* _To do_: Repeat each of the following entries word for word, without changing anything.

#####

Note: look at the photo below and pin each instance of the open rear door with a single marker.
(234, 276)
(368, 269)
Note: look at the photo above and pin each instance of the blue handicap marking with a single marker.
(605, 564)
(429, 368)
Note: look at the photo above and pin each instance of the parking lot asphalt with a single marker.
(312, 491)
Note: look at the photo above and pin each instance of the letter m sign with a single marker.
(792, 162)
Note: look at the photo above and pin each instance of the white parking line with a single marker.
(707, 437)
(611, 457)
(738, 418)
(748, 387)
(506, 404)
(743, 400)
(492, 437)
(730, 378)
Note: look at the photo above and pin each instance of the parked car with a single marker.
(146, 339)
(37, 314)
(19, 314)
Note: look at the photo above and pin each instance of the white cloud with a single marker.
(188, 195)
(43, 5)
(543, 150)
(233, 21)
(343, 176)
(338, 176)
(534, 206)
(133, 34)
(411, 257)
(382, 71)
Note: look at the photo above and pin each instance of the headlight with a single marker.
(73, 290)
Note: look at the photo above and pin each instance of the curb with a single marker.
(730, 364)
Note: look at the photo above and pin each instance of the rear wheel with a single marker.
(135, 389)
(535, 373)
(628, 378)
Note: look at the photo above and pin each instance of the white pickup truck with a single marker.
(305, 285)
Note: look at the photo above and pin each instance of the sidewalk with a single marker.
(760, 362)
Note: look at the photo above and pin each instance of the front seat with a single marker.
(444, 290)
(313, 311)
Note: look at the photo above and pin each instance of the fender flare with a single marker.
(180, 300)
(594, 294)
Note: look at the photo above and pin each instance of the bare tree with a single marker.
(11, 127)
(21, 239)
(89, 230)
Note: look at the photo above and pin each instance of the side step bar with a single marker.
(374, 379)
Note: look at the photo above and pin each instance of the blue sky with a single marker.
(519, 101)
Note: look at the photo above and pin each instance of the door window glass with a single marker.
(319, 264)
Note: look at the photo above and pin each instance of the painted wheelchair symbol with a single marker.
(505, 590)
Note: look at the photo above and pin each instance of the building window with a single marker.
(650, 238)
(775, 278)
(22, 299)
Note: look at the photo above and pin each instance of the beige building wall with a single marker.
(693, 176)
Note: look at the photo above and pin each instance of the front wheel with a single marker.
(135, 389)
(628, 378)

#####

* _Solution for this exercise_:
Note: look at the photo below and pin each instance of the open rear door with a single marker.
(234, 276)
(368, 269)
Note: look at the photo above and pin each instance of the blue handicap marking with a single marker.
(605, 564)
(429, 368)
Note: look at the photo above and pin each instance of the parking lot asphalt with a single marker.
(312, 491)
Note: look at the photo above and pin each instance of the letter m sign with a single marker.
(792, 162)
Note: look at the photo above and pin each instance of the white parking line with a single marker.
(707, 437)
(611, 457)
(738, 418)
(748, 387)
(506, 404)
(743, 400)
(492, 437)
(730, 378)
Note: look at the photo above and pin each instance of the parked car with a single marker.
(146, 339)
(37, 314)
(19, 314)
Note: look at the photo above and pin each instance of the white cloud with a single marker.
(188, 195)
(43, 5)
(543, 150)
(233, 21)
(343, 176)
(338, 176)
(534, 206)
(133, 34)
(411, 257)
(382, 71)
Note: look at the photo above and pin each instance of the headlight with a single marker.
(73, 290)
Note: look at the photo above and pin each instance of the curb with a single marker.
(730, 364)
Note: look at the photo above and pin each instance of the rear wheel with a single marker.
(135, 389)
(535, 373)
(628, 378)
Note: look at the photo above and pin each instance of the white pickup truck with a single marker.
(305, 285)
Note: look at the photo above and pin each instance of the sidewalk with a single marker.
(760, 362)
Note: look at the photo above and pin each instance of the front seat with a single marker.
(444, 290)
(313, 311)
Note: look at the photo above and pin each instance of the fender flare with a single marker.
(180, 300)
(594, 294)
Note: look at the photo above and pin each instance of the bare tree with a single marker.
(11, 127)
(21, 239)
(89, 230)
Note: look at the photo above and pin each instance of the side step bar with a single marker.
(374, 379)
Note: look at the photo above and pin each instance of the blue sky with a single marker.
(519, 101)
Note: look at the photo above and pin each instance of the door window glass with a single marker.
(319, 264)
Note: look at the photo above and pin each instance of the painted wheelchair symbol with a single marker.
(505, 590)
Note: look at the photo above and pin each instance of the building window with a single marker.
(650, 238)
(775, 278)
(22, 299)
Note: look at the photo above and pin each instance of the beige building wall with a single marker.
(693, 176)
Note: look at the photo above and pin each instance of the front wheel with a single marker.
(135, 389)
(628, 378)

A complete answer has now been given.